- STATED EXERCISE: Can you lay out the lines of the items starting at the line containing "Locate the dune" and ending at the line containing "xmin=0 ymin=7 xmax=1000 ymax=541" as a JSON list of strings, one string per line and blank lines left out?

(Some records)
◇ ◇ ◇ ◇

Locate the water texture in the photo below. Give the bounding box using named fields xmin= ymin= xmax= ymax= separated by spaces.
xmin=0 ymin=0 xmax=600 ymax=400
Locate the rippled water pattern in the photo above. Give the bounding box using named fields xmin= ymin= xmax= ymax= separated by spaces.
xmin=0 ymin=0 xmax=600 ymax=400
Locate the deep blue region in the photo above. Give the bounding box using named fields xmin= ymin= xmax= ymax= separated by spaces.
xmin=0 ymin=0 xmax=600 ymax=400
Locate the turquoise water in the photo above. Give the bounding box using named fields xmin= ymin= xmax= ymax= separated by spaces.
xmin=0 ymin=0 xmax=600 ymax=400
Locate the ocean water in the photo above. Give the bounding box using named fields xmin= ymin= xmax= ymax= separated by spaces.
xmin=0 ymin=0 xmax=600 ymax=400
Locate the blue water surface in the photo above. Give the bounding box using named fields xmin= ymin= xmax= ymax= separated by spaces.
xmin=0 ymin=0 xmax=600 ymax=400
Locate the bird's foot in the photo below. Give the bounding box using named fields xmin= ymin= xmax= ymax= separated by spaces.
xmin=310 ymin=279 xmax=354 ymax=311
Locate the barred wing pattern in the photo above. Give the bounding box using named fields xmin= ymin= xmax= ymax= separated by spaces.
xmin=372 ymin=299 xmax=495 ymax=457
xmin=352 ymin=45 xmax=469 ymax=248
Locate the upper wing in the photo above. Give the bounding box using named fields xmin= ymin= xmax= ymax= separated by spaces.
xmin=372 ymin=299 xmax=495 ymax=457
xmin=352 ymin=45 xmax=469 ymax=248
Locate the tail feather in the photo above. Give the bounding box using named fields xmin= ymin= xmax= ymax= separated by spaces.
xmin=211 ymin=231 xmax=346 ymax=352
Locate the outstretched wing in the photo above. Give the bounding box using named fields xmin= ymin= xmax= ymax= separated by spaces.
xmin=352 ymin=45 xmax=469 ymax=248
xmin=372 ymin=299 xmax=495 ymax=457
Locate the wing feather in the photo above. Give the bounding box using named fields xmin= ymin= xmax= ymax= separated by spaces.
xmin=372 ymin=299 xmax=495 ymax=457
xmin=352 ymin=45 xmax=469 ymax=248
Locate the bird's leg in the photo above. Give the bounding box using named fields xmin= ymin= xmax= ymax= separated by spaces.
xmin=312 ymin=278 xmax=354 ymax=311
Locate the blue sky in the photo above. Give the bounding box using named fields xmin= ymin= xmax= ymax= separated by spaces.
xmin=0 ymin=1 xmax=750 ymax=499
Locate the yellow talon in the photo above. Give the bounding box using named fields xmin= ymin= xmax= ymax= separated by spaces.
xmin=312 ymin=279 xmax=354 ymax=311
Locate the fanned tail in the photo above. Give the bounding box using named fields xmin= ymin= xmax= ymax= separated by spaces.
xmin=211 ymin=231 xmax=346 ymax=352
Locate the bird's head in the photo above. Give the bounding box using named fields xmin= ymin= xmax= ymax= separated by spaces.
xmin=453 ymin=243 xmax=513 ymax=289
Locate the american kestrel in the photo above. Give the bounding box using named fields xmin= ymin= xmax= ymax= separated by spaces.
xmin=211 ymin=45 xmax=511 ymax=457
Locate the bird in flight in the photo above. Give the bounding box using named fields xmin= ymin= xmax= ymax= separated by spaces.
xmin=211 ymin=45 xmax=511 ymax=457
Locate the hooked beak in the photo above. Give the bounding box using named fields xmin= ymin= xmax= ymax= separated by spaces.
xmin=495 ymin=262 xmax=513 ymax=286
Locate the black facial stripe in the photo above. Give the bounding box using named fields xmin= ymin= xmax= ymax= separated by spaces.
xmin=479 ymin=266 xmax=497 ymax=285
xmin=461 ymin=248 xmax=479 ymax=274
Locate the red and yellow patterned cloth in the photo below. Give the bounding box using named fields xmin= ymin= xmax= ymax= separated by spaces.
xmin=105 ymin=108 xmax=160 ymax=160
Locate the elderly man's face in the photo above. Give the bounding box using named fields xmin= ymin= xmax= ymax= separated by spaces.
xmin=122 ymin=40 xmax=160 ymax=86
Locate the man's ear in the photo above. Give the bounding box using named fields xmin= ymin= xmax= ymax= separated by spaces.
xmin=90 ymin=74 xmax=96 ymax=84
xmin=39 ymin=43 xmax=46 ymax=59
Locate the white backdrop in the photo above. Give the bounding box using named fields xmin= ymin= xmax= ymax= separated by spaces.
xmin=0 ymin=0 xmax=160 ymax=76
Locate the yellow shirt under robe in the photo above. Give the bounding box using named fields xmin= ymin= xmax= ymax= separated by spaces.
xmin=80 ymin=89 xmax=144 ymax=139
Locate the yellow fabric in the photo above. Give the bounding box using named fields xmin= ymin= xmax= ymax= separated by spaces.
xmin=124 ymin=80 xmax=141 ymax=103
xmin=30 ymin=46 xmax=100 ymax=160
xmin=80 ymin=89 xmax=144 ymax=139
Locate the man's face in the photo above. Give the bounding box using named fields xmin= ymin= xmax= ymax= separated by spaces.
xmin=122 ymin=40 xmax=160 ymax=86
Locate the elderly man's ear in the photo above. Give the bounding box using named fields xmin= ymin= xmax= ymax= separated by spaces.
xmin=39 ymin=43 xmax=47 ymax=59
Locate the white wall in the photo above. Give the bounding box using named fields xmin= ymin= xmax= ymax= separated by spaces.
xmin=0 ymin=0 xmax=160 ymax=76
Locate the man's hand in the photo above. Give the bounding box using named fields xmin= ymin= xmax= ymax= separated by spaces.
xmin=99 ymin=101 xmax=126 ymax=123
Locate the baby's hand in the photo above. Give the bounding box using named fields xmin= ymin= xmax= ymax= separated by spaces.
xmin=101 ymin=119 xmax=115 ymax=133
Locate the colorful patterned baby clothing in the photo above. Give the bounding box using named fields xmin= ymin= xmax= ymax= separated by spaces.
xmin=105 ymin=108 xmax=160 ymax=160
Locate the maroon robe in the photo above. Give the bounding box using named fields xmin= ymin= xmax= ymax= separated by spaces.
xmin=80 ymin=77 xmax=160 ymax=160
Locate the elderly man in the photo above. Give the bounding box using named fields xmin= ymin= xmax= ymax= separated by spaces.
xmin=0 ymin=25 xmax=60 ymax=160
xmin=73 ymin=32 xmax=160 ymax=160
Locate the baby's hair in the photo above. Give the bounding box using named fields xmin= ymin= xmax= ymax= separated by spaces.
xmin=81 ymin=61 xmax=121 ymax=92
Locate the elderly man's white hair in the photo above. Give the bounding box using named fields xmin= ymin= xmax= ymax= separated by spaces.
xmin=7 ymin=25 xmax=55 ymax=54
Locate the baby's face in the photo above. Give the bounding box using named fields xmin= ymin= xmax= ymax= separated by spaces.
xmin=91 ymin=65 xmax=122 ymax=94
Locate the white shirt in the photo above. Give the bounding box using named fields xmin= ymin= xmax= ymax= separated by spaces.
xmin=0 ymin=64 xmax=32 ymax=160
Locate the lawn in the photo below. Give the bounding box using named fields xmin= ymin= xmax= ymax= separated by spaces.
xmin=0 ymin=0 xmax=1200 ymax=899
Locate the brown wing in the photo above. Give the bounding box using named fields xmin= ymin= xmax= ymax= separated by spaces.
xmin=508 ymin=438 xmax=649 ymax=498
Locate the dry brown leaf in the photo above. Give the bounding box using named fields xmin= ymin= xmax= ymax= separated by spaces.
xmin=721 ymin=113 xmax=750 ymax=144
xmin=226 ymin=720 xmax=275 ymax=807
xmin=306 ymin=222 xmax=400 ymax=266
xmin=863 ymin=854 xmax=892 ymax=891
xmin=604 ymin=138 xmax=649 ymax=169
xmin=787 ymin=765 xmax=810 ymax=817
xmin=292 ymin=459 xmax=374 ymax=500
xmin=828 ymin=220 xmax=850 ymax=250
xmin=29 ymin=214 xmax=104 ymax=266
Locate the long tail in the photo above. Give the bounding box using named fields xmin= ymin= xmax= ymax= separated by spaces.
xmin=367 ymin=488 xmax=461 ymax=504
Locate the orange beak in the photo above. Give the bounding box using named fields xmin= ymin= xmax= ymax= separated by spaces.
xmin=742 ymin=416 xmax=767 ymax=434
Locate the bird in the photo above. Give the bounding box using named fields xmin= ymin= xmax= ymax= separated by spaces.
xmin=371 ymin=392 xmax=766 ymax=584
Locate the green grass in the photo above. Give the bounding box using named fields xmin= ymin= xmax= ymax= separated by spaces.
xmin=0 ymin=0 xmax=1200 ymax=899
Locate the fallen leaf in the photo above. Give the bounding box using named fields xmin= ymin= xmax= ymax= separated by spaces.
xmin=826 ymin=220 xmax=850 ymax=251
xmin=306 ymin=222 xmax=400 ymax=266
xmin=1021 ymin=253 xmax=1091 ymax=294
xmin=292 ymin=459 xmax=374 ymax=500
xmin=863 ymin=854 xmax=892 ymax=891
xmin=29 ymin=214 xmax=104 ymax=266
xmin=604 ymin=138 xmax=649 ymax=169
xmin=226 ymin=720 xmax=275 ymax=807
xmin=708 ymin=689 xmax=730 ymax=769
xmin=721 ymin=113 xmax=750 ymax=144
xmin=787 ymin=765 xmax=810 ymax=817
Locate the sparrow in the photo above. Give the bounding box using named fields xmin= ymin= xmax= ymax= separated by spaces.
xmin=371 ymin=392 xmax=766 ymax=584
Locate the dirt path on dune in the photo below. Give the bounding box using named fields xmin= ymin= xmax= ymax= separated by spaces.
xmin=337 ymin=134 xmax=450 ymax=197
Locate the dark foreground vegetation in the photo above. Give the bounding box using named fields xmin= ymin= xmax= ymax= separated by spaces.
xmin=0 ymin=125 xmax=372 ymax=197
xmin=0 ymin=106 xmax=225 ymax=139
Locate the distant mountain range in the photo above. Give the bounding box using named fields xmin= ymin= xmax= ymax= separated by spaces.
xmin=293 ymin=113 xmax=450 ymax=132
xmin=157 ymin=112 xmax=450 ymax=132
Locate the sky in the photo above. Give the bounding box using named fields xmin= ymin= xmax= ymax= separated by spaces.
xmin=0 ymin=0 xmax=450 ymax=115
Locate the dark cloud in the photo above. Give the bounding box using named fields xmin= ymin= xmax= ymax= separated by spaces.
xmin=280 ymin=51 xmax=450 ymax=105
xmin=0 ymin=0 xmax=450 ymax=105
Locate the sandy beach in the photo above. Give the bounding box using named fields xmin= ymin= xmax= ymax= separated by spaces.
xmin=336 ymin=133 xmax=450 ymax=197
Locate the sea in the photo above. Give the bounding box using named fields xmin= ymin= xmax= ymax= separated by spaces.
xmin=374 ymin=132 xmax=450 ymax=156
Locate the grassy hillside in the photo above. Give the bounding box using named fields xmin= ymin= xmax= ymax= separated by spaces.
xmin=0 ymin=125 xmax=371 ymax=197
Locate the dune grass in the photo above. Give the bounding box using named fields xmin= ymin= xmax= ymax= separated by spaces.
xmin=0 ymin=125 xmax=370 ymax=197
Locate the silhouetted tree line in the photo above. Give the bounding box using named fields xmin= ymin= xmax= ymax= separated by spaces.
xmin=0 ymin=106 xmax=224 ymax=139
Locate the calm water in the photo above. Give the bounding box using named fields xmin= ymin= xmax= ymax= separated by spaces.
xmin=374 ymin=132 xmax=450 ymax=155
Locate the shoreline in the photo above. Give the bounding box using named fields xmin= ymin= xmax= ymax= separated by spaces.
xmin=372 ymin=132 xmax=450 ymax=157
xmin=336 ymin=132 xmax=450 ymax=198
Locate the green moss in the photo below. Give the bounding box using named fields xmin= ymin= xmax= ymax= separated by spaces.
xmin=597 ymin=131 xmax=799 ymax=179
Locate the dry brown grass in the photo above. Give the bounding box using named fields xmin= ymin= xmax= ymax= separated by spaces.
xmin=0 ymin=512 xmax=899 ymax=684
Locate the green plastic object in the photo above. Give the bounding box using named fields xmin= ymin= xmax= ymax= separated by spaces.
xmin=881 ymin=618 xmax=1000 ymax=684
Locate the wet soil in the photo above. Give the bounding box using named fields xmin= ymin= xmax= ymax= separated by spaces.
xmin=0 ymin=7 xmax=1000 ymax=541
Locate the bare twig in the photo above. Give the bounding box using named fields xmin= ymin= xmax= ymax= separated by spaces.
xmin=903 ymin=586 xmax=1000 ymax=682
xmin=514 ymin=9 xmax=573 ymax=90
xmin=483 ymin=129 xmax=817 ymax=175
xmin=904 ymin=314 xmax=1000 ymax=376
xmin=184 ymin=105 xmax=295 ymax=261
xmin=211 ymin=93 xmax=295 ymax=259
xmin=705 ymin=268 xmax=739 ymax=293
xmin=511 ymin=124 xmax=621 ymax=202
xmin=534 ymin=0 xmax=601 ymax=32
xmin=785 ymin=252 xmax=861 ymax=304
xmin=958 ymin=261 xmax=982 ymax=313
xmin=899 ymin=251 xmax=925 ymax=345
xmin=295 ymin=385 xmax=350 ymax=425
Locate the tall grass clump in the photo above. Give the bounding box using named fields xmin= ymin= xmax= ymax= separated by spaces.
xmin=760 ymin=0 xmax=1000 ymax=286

◇ ◇ ◇ ◇

- RESULT:
[
  "Locate the dune grass in the photo above. Give the bounding box using named fields xmin= ymin= xmax= ymax= separated by spaces.",
  "xmin=0 ymin=125 xmax=370 ymax=197",
  "Locate the silhouetted tree line in the photo above. Give the bounding box using named fields xmin= ymin= xmax= ymax= separated by spaces.",
  "xmin=0 ymin=106 xmax=224 ymax=139",
  "Locate the calm water in the photo above. Give the bounding box using named fields xmin= ymin= xmax= ymax= separated by spaces.",
  "xmin=374 ymin=132 xmax=450 ymax=155",
  "Locate the shoreline in the photo above. Give the bounding box using named fields xmin= ymin= xmax= ymax= separated by spaces.",
  "xmin=372 ymin=132 xmax=450 ymax=157",
  "xmin=336 ymin=132 xmax=450 ymax=198",
  "Locate the green moss in the photo below. Give the bounding box using named fields xmin= ymin= xmax= ymax= separated by spaces.",
  "xmin=597 ymin=131 xmax=799 ymax=179",
  "Locate the dry brown grass in the photo above. Give the bounding box using named fields xmin= ymin= xmax= ymax= separated by spaces.",
  "xmin=0 ymin=512 xmax=899 ymax=684",
  "Locate the green plastic object in the photo above. Give the bounding box using named fields xmin= ymin= xmax= ymax= separated by spaces.",
  "xmin=881 ymin=618 xmax=1000 ymax=684",
  "Locate the wet soil in the photo above. Give the bounding box using named fields xmin= ymin= xmax= ymax= separated by spaces.",
  "xmin=0 ymin=7 xmax=1000 ymax=541"
]